- **RECORD EXCERPTS**

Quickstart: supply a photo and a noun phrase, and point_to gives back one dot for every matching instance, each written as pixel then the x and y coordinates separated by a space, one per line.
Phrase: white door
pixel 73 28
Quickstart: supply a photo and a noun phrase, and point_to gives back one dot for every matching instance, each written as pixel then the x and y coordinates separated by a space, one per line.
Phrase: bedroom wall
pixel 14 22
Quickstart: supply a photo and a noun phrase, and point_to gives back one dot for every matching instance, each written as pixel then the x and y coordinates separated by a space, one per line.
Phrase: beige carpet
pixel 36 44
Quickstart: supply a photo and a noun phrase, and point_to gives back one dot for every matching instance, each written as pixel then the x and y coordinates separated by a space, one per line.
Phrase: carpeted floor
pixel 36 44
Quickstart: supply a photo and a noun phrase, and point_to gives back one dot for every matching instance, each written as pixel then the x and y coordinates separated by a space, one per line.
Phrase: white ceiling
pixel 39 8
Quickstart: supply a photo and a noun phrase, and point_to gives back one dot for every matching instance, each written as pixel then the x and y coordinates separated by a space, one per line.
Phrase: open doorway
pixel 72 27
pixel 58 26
---
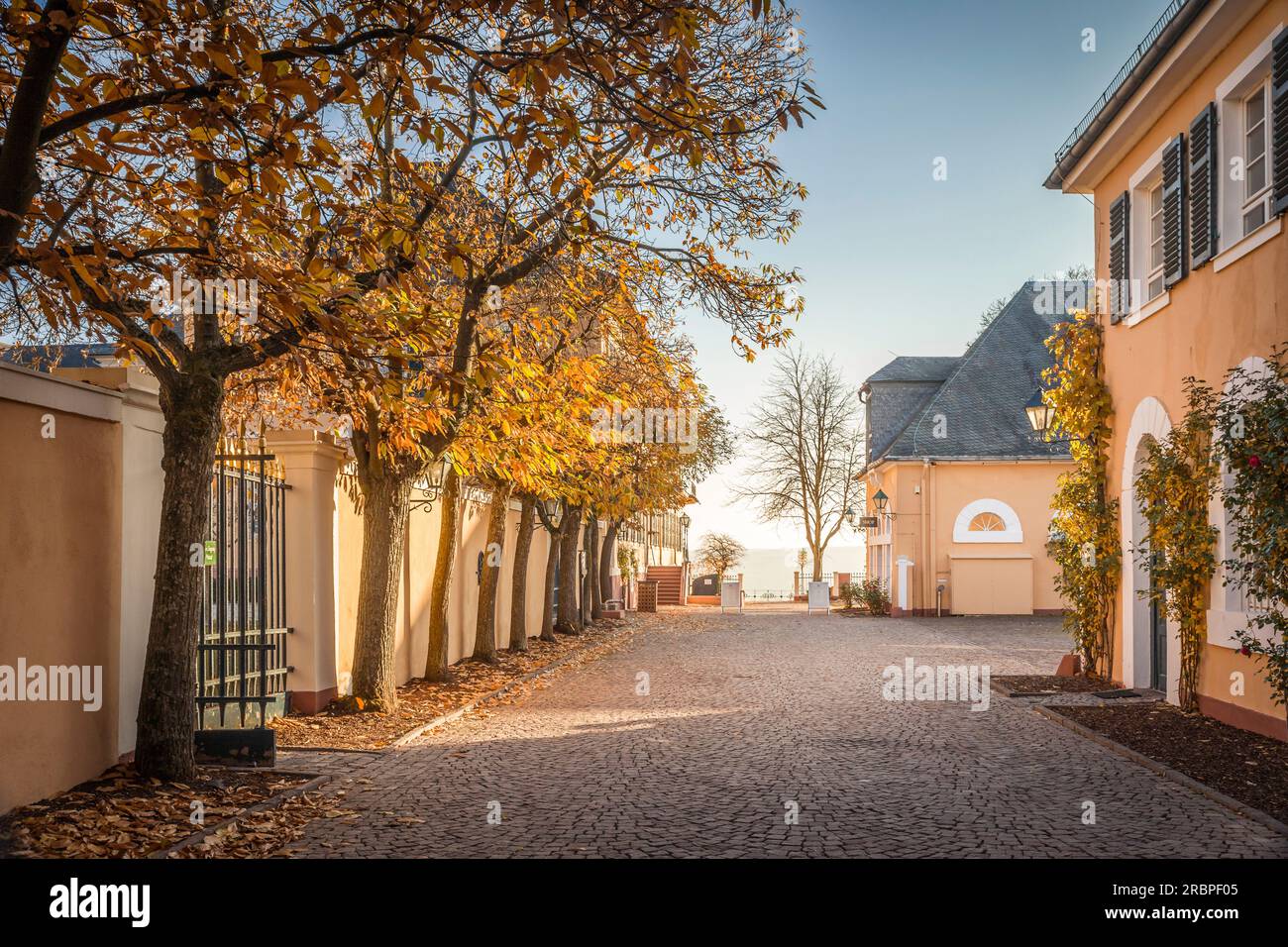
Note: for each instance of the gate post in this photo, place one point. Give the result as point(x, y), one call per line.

- **WHAT THE TASK REQUIRES**
Please list every line of the entries above that contains the word "white", copying each line in full. Case counts.

- **REPLY TO THE EXERCISE**
Phrase: white door
Phrase: white ceiling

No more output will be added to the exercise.